━━ PROVIDED DATA ━━
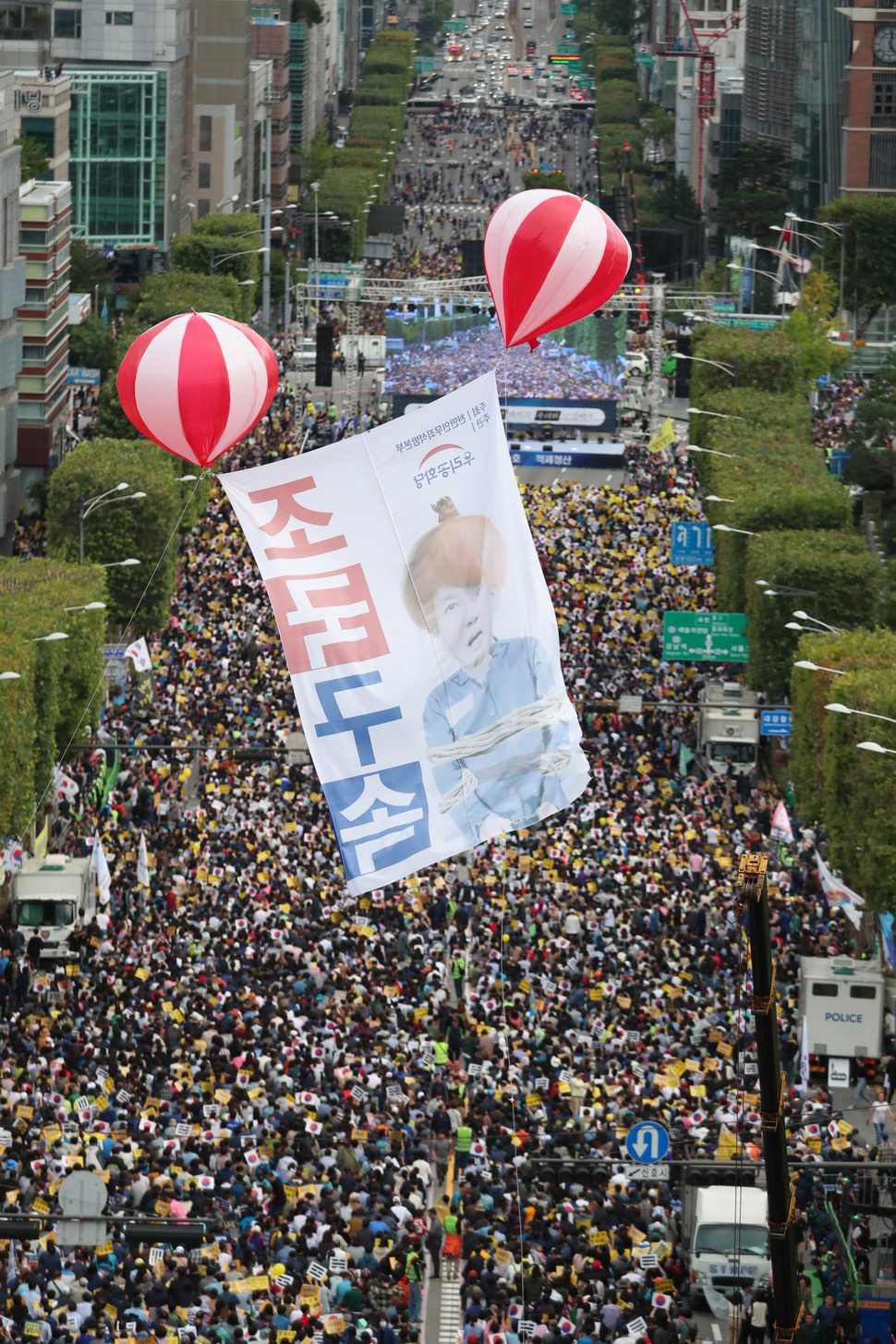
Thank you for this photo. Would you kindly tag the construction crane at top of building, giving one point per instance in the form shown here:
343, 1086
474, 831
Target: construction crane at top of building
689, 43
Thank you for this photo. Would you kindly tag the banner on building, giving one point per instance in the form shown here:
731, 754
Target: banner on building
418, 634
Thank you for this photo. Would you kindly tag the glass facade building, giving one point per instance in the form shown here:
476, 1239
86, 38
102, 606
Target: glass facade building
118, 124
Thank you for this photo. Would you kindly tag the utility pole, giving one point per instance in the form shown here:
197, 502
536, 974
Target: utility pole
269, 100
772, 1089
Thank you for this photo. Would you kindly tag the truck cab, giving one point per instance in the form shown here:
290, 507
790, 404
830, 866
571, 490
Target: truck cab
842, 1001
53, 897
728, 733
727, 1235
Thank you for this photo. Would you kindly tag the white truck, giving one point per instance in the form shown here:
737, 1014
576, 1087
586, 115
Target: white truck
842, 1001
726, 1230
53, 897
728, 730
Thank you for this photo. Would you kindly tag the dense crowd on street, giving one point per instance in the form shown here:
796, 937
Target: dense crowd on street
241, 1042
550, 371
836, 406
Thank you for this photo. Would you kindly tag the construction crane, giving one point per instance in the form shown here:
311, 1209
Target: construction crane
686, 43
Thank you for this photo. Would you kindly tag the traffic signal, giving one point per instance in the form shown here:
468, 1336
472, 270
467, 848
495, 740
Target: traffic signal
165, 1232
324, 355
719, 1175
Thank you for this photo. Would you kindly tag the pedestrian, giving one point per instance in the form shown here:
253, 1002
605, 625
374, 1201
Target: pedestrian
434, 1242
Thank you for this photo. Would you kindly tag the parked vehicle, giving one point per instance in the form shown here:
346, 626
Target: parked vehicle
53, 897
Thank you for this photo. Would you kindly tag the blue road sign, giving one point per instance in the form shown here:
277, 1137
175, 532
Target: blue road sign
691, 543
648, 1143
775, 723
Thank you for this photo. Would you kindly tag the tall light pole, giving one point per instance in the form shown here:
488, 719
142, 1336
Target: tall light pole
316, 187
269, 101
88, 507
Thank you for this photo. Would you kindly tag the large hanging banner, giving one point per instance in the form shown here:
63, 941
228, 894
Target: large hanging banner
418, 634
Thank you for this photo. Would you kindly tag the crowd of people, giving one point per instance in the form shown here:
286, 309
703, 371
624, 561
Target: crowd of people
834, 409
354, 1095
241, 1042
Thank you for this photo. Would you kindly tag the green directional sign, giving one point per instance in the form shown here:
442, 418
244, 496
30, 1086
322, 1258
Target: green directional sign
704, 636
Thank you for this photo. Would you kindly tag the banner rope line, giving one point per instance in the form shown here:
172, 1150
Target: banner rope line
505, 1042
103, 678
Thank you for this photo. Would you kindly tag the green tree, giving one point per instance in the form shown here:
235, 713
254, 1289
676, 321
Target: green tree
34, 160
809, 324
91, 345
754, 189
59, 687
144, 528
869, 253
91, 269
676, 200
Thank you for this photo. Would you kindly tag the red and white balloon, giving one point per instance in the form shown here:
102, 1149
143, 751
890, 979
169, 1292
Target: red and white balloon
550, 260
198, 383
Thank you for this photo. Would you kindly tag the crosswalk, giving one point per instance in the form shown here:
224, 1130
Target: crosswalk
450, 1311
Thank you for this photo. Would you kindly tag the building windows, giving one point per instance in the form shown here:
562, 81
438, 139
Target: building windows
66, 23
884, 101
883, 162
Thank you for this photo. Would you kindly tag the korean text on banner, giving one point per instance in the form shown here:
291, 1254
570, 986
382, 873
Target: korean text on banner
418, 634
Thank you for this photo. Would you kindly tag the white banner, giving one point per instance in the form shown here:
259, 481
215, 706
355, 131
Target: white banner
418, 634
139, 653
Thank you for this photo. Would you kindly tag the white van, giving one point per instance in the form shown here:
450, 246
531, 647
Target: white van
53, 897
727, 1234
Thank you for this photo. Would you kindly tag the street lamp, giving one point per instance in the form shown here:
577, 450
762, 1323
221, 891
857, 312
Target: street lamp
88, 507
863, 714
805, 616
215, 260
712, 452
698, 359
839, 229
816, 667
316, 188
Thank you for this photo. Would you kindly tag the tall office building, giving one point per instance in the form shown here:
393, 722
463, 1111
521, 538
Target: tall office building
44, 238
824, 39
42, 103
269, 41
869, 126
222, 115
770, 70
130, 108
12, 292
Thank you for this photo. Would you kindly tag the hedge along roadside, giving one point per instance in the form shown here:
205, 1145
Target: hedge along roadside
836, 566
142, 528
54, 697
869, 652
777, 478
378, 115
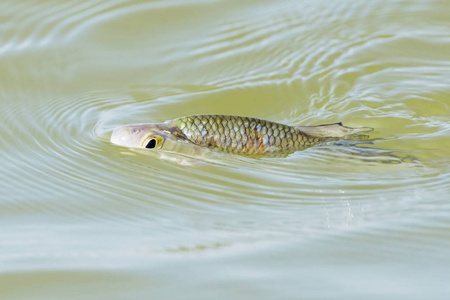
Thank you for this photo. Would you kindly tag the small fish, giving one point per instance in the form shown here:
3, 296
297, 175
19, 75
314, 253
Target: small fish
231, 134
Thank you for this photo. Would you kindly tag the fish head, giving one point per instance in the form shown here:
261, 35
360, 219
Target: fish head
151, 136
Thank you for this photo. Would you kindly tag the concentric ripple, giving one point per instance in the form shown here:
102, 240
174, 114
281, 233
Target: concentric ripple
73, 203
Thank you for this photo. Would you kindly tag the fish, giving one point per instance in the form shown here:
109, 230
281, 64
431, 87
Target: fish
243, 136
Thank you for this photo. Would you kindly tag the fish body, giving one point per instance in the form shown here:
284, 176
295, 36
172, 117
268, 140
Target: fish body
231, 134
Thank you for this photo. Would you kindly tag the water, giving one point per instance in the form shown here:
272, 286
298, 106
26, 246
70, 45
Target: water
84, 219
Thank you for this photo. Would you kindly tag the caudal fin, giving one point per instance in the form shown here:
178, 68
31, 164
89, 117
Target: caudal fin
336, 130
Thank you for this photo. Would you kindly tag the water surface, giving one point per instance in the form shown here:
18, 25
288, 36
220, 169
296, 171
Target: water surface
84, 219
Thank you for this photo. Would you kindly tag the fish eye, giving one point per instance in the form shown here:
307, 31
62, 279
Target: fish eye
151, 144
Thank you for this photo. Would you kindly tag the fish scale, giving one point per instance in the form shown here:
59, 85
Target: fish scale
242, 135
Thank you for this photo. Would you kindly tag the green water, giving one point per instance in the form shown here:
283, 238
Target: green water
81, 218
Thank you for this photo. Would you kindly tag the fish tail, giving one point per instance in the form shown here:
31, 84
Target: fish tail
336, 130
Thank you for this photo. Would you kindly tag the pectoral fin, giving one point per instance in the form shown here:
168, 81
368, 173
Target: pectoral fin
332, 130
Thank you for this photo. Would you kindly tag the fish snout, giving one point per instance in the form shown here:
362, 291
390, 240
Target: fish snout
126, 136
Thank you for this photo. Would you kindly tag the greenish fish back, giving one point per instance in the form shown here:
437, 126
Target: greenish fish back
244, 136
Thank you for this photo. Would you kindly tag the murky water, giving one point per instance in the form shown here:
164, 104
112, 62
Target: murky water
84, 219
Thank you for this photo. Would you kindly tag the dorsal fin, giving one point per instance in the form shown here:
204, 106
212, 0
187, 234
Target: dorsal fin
━━━
━━ PROVIDED DATA ━━
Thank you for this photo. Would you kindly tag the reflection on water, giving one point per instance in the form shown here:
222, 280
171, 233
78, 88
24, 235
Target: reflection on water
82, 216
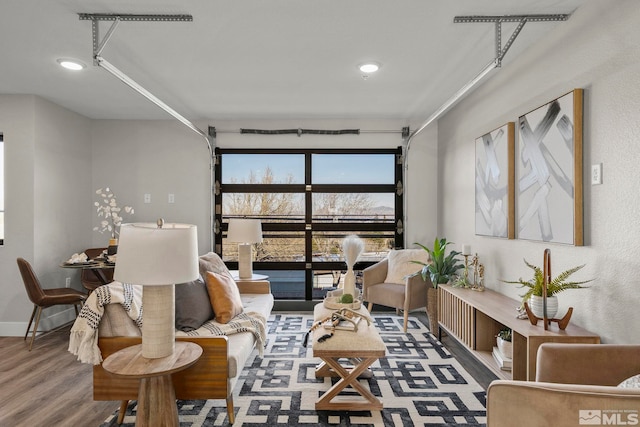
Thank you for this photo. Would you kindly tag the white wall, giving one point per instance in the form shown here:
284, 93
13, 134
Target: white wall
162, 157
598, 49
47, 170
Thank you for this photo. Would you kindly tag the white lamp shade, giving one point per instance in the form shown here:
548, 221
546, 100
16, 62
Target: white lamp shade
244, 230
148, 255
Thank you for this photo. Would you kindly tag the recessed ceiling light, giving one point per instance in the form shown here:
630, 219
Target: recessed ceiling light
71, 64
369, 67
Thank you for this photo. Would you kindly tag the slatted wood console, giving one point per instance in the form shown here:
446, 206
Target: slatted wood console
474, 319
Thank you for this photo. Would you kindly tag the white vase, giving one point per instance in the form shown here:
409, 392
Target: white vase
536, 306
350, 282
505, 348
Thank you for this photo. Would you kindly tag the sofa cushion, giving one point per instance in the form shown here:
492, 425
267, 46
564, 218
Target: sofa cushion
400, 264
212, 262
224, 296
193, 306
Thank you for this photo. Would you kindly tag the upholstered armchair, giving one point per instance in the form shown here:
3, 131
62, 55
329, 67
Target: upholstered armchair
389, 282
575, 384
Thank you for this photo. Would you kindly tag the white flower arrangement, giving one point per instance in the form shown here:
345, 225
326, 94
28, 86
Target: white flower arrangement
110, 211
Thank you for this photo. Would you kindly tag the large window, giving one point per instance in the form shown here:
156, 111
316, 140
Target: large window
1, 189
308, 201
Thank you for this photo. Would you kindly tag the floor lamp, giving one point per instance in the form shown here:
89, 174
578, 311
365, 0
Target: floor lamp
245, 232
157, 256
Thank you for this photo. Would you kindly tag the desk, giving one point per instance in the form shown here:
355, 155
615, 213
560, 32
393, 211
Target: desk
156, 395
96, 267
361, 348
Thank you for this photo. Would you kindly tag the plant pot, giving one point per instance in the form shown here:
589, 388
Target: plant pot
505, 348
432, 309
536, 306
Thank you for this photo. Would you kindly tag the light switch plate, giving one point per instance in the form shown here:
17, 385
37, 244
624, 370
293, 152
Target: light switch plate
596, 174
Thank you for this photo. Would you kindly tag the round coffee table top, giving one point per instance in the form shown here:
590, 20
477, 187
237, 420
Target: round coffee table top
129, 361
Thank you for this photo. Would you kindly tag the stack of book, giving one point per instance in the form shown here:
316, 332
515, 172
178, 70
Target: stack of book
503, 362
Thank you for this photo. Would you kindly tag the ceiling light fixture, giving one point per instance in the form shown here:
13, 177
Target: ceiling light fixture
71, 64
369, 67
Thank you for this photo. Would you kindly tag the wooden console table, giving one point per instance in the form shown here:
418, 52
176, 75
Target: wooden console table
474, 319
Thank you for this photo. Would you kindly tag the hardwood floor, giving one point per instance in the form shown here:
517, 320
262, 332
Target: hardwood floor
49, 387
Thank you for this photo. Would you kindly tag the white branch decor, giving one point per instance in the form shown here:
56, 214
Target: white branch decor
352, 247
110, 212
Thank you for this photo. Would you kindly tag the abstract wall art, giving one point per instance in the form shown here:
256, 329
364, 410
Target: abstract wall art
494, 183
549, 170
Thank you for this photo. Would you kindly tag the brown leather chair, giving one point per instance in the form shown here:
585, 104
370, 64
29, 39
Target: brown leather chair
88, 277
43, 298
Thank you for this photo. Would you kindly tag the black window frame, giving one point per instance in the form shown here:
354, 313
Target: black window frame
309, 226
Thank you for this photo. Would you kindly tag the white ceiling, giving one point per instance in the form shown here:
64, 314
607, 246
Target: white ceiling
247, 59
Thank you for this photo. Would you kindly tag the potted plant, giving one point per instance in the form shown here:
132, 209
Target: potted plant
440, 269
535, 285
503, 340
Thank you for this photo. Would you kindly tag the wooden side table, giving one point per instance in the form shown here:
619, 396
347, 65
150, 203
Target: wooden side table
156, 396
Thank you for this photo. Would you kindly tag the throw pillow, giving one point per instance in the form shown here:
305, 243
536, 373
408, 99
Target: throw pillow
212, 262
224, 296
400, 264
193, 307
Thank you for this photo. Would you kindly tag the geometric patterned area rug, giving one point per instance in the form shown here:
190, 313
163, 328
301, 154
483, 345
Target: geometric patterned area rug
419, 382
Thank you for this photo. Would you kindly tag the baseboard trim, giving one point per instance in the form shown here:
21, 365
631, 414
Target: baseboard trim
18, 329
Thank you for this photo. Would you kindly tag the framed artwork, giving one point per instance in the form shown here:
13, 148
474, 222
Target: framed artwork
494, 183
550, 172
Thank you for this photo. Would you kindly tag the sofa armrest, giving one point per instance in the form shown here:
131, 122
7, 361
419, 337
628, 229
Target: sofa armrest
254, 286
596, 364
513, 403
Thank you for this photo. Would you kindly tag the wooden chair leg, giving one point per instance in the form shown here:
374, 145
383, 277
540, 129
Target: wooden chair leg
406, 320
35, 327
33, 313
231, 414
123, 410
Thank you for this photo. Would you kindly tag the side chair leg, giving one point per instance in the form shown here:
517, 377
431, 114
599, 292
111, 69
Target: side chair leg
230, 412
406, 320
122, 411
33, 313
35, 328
━━━
━━ PROVIDED DATA ━━
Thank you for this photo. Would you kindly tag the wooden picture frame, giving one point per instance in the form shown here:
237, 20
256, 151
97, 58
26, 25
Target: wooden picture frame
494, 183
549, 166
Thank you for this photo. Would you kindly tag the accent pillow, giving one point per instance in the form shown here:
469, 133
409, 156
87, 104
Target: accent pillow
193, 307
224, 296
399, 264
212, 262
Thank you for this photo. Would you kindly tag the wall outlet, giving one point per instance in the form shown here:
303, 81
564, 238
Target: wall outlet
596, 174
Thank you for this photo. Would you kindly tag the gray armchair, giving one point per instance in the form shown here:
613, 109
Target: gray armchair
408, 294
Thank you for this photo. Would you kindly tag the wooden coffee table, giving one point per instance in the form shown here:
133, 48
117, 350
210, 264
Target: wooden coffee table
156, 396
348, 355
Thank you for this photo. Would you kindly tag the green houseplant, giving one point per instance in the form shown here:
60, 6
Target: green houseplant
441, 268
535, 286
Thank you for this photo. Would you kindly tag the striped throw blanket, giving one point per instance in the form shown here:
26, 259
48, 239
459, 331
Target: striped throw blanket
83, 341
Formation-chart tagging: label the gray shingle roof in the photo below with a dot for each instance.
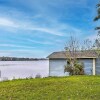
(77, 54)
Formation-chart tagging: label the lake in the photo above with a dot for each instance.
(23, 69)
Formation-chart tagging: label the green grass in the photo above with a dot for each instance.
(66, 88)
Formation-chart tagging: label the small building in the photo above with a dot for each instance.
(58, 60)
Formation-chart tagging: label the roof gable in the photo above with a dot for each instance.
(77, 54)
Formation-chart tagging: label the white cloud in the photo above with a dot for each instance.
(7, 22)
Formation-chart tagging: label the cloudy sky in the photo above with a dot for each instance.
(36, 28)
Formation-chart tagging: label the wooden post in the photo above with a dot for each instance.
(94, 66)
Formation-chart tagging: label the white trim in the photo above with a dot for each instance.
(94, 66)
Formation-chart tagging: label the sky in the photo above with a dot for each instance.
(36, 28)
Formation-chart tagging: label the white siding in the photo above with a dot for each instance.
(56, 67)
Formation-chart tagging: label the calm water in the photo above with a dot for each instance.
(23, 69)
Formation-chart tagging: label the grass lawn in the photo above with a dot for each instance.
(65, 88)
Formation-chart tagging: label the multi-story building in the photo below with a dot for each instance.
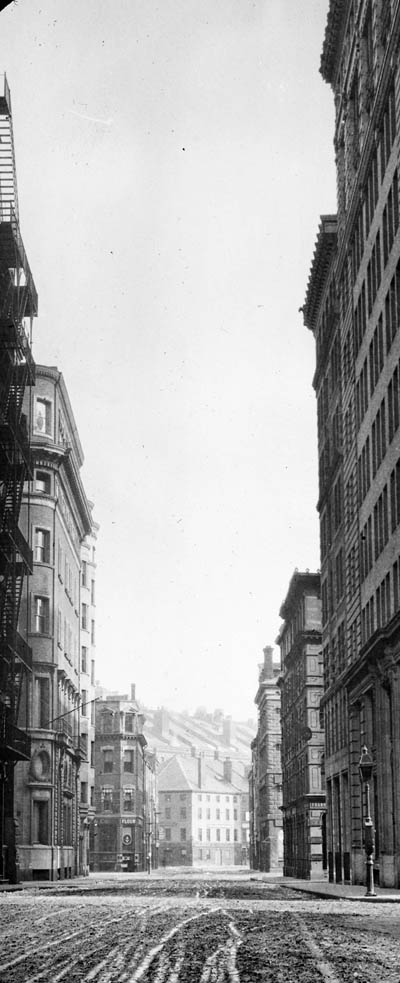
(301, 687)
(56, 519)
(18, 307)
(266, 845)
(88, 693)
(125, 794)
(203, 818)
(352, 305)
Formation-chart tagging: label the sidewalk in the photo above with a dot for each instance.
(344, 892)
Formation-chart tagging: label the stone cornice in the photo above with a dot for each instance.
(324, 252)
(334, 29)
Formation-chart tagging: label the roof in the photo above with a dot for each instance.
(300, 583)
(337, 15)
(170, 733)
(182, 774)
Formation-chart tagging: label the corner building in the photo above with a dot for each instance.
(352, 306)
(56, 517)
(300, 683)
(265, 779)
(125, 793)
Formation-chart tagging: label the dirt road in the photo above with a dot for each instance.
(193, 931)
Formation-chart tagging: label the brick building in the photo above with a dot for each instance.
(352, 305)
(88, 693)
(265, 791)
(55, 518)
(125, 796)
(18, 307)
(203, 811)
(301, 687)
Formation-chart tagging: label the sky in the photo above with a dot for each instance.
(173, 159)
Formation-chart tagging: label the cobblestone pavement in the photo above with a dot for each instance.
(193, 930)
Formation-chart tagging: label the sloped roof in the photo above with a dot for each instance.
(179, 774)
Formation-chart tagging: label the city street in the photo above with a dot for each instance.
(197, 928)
━━━
Lines that contain "dorsal" are to be copied from the records above.

§ EXPECTED ANSWER
Thank you for this photo. Would you kindly tag the dorsal fin, giving one point per instance in the form shown here:
Target: dorsal fin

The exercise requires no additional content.